▶

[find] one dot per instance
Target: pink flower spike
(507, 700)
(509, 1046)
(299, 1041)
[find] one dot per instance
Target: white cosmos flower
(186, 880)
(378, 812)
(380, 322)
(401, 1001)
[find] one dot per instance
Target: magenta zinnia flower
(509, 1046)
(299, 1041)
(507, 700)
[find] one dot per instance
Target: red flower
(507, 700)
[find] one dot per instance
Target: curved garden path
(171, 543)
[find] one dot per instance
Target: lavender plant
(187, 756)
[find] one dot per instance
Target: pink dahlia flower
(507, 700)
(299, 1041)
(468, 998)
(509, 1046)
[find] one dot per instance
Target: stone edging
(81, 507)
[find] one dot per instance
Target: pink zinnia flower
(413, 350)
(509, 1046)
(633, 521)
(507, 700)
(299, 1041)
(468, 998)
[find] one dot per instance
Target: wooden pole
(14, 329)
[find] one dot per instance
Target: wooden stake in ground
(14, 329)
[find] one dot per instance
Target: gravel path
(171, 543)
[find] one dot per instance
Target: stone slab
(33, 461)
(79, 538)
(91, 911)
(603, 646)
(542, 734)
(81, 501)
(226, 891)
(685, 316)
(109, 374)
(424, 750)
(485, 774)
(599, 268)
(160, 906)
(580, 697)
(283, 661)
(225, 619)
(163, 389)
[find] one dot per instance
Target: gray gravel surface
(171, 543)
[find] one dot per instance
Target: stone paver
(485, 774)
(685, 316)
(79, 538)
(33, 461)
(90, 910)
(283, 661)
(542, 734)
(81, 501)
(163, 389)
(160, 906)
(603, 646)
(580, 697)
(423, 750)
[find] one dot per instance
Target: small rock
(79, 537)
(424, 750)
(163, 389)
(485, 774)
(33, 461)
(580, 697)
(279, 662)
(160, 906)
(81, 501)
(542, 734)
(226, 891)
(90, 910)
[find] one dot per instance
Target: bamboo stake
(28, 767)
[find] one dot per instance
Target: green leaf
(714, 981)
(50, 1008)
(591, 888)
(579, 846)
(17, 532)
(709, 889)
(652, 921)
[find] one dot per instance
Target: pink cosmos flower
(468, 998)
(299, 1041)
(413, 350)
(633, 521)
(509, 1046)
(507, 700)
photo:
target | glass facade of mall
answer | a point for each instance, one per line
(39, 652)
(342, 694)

◀

### Required action
Write out the records in full, word for word.

### Problem solution
[find] one dot per instance
Target: pink flower spike
(507, 700)
(509, 1046)
(299, 1041)
[find] one dot per instance
Target: white cosmos flower
(186, 880)
(378, 812)
(380, 322)
(401, 1001)
[find] one dot per instance
Target: magenta zinnia flower
(509, 1046)
(299, 1041)
(507, 700)
[find] one dot per instance
Target: red flower
(507, 700)
[find] one dot per instance
Target: curved garden path
(171, 543)
[find] one dot per instance
Target: lavender plant
(187, 756)
[find] one dot per instance
Target: pink dahlia flower
(507, 700)
(299, 1041)
(468, 998)
(509, 1046)
[find] one dot per instance
Target: stone edging
(81, 507)
[find] one dot per instance
Target: pink zinnia flower
(413, 350)
(509, 1046)
(633, 521)
(507, 700)
(299, 1041)
(468, 998)
[find] one dot per instance
Target: wooden pole
(14, 329)
[find] one dot per instance
Target: wooden stake in ground
(14, 329)
[find] one dot per instance
Target: gravel path
(171, 543)
[find] one dot per instance
Target: stone slab
(33, 461)
(79, 538)
(91, 911)
(603, 646)
(542, 734)
(81, 501)
(226, 891)
(685, 316)
(109, 374)
(424, 750)
(485, 774)
(599, 268)
(160, 906)
(580, 697)
(283, 661)
(225, 619)
(163, 389)
[find] one dot per instance
Target: gray gravel surface
(171, 543)
[find] one dot per instance
Target: stone paver
(485, 774)
(685, 316)
(79, 538)
(33, 461)
(90, 910)
(283, 661)
(542, 734)
(81, 501)
(163, 389)
(160, 906)
(603, 646)
(580, 697)
(423, 750)
[find] one dot per instance
Target: small rock
(79, 537)
(424, 750)
(163, 389)
(485, 774)
(33, 461)
(580, 697)
(279, 662)
(160, 906)
(81, 501)
(542, 734)
(226, 891)
(90, 910)
[find] one dot per instance
Target: bamboo stake
(28, 767)
[find] one dot per instance
Target: green leaf
(714, 981)
(50, 1008)
(591, 888)
(579, 846)
(17, 532)
(709, 889)
(652, 921)
[find] one dot per instance
Target: pink cosmos flower
(468, 998)
(299, 1041)
(413, 350)
(633, 521)
(509, 1046)
(507, 700)
photo:
target | glass facade of mall
answer | a point for each instance, one per line
(39, 652)
(342, 694)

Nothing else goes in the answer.